## PASSAGE
(Clicka qua per la versione Italiana)
Tennessee-based Paramore, fronted by emo-influenced teenage vocalist
Hayley Williams, crafted the sparkling punk-pop of
All We Know Is Falling (2005) and especially
Riot (2007), the album that turned them into stars thanks to
the pounding and screamed Misery Business,
also containing the power-ballad We Are Broken.
A film soundtrack later included another hit, Decode.
Brand New Eyes (2009) is a blander collection that invested more on
arrangements than on actual melodies (The Only Exception,
Ignorance).
After replacing the guitarist and the drummer (Josh and Zac Farro), and hooking up with
producer Justin Meldal-Johnsen, Paramore adopted keyboards and sound effects
on Paramore (2013), resulting in sprightly and catchy ditties such as
Now, Still Into You and the tapping Ain't It Fun, no matter how
derivative of dance-pop bands of the 1970s such as
Blondie and the Cars.
After Laughter (Fueled by Ramen, 2017) continued the unimaginative imitation of dance-pop of the early 1980s, as instructed by producer Justin Meldal-Johnsen:
Go-Go's-style euphoria (Rose-Colored Boy),
Fleetwood Mac-ian synthetic refrains (Forgiveness), etc.
But generic bubblegum products such as Hard Times and
Caught in the Middle are just painful to listen to.

## RECORDS PROVIDED
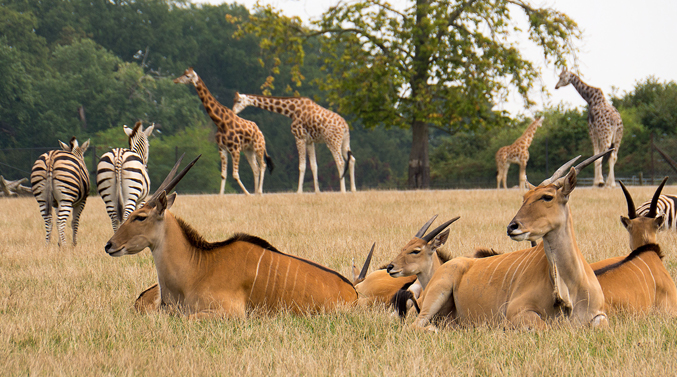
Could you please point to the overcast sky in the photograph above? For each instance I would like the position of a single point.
(624, 41)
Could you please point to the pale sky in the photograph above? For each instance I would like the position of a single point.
(624, 41)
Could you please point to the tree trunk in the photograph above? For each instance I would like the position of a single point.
(419, 163)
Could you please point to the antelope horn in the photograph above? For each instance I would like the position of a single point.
(631, 205)
(170, 181)
(425, 227)
(654, 200)
(439, 229)
(363, 273)
(589, 160)
(560, 172)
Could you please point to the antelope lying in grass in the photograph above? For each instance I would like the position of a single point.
(526, 287)
(222, 279)
(417, 261)
(638, 282)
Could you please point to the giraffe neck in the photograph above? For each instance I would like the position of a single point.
(287, 106)
(222, 116)
(589, 93)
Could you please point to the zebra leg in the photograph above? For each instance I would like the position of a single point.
(62, 213)
(77, 211)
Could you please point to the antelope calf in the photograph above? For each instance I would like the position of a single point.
(523, 288)
(222, 279)
(639, 281)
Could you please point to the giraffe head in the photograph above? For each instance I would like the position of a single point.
(188, 77)
(240, 102)
(564, 78)
(74, 147)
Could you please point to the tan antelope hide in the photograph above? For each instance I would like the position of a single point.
(523, 288)
(222, 279)
(382, 285)
(639, 281)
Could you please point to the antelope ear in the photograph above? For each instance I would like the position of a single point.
(149, 130)
(625, 221)
(65, 146)
(438, 241)
(569, 183)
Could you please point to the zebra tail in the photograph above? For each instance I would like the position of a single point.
(347, 163)
(269, 162)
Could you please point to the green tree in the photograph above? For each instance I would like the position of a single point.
(438, 63)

## TASKS TO CARRY OUT
[A] Reproduce the Paramore review word for word, everything from "Brand New Eyes" down to "to listen to.".
[B] Please carry the Paramore review further, picking up after its final sentence.
The listing has no connection to the Paramore review.

## ANSWERS FOR THE TASKS
[A]
Brand New Eyes (2009) is a blander collection that invested more on
arrangements than on actual melodies (The Only Exception,
Ignorance).
After replacing the guitarist and the drummer (Josh and Zac Farro), and hooking up with
producer Justin Meldal-Johnsen, Paramore adopted keyboards and sound effects
on Paramore (2013), resulting in sprightly and catchy ditties such as
Now, Still Into You and the tapping Ain't It Fun, no matter how
derivative of dance-pop bands of the 1970s such as
Blondie and the Cars.
After Laughter (Fueled by Ramen, 2017) continued the unimaginative imitation of dance-pop of the early 1980s, as instructed by producer Justin Meldal-Johnsen:
Go-Go's-style euphoria (Rose-Colored Boy),
Fleetwood Mac-ian synthetic refrains (Forgiveness), etc.
But generic bubblegum products such as Hard Times and
Caught in the Middle are just painful to listen to.

[B]
Hayley Williams debuted solo with the album Petals for Armor (2020),
de facto a collaboration with her Paramore bandmate Taylor York,
a hodgepodge of synth-pop, neosoul and dance with plenty of drum-machines and electronic keyboards.
It is hard to justify a 15-song album that has only one decent song,
the single Simmer.
Her follow-up Flowers for Vases / Descansos (2021) had instead a spare
folkish arrangement (but with a glossy production), inspired during the covid pandemic by Taylor Swift's "quarantine album" Folkore.
Liberated from the electronic arrangements, Williams can display a fine interplay with the rhythm of the songs (in My Limb and Asystole) and a knack for serene atmospheres (in Good Grief and Trigger). Best is probably the ethereal piano ballad KYRH.
Paramore returned after six years with This Is Why (2023), an
embarrassing album of dance-pop.
The funk-soul sections of This Is Why evoke
Earth, Wind & Fire and the ending mocks the Village People.
You First is an amateurish imitation of Blondie.